DOCUMENT EXTRACT START
Re: my earlier post on an Ezra Klein column, I want to add that the universality of Christianity takes a very peculiar form, because it is a universality that also emphasizes neighborliness, a particular care for those who are nearby. Thus Matthew Loftus:

We cannot love “the whole world” except in abstraction, nor work for the mutual benefit of everyone in the same way that we can take care of our children or our sick neighbor. We must not fail in our duties to those close to us, even if our love ultimately does not stop there. Only by honoring the relationships that we have with others based on our common humanity and our common interchanges of trade and culture can we honor the God who created those people and places. Our local affections will have universal implications for how we use technology, farm the land, and execute trade. And in the global realm as well as the communal, love and sanity require limits.

I have forbidden the use of the EMR [Electronic Medical Records] in my mental health clinic at the hospital, at least for now. As I scribble my notes on paper, I look to the parent, sibling, child, or friend who has accompanied the patient to the clinic. When I ask how well the medications are working, sometimes the patient will say they are fine while their companion smiles and tells me the truth. Rarely do patients come alone; some friends or family members pay a day’s wages for an hour-long bus ride to the hospital to accompany their suffering loved one. I like to think that no one in our hospital suffers alone because the cultural ethos here forbids it. 

Please do read the whole thing. But this is key: “Our local affections will have universal implications.” And, conversely, our universal commitments will necessarily have local instantiations.
DOCUMENT EXTRACT END
PROBLEM 1.
In the post on Christian universality and neighborliness, what do love and sanity require?
PROBLEM 2.
Extend the post on Christian universality and neighborliness, starting after its final sentence.
DATASET CONTENT START
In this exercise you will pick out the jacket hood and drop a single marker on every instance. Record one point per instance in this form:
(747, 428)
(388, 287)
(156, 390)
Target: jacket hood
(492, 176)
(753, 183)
DATASET CONTENT END
OUTPUT 1.
Limits, in the global realm as well as the communal.

OUTPUT 2.
I think Charles Dickens understood this paradox very well, as we see in the greatest of his novels, Bleak House. There we note Mrs. Jellyby practicing her “telescopic philanthropy” — meditating always on the suffering of the people of Borrioboola-Gha while utterly neglecting her own children — and the “business-like and systematic” charity of Mrs. Pardiggle. As Esther Summerson says, “Ada and I … thought that Mrs. Pardiggle would have got on infinitely better if she had not had such a mechanical way of taking possession of people.” When pressed by Mrs. Pardiggle to join in her “rounds,” Esther has a profound response (even if Mrs. P can’t grasp the import of it): 

At first I tried to excuse myself for the present on the general ground of having occupations to attend to which I must not neglect. But as this was an ineffectual protest, I then said, more particularly, that I was not sure of my qualifications. That I was inexperienced in the art of adapting my mind to minds very differently situated, and addressing them from suitable points of view. That I had not that delicate knowledge of the heart which must be essential to such a work. That I had much to learn, myself, before I could teach others, and that I could not confide in my good intentions alone. For these reasons I thought it best to be as useful as I could, and to render what kind services I could to those immediately about me, and to try to let that circle of duty gradually and naturally expand itself. 

Words to live by, say I. And let me conclude with words still wiser, from Helmut Thielicke’s great sermon on the Parable of the Good Samaritan: 

You will never learn who Jesus Christ is by reflecting upon whether there is such a thing as sonship or virgin birth or miracle. Who Jesus Christ is you learn from your imprisoned, hungry, distressed brothers. For it is in them that he meets us. He is always in the depths. And we shall draw near to these brethren only if we open our eyes to see the misery around us. And we can open our eyes only when we love. But we cannot go and do and love, if we stop and ask first, “Who is my neighbor?” The devil has been waiting for us to ask this question; and he will always whisper into our ears only the most convenient answers. We human beings always fall for the easiest answers. No, we can love only if we have the mind of Jesus and turn the lawyer’s question around. Then we shall ask not “Who is my neighbor?” but “To whom am I a neighbor? Who is laid at my door? Who is expecting help from me and who looks upon me as his neighbor?” This reversal of the question is precisely the point of the parable.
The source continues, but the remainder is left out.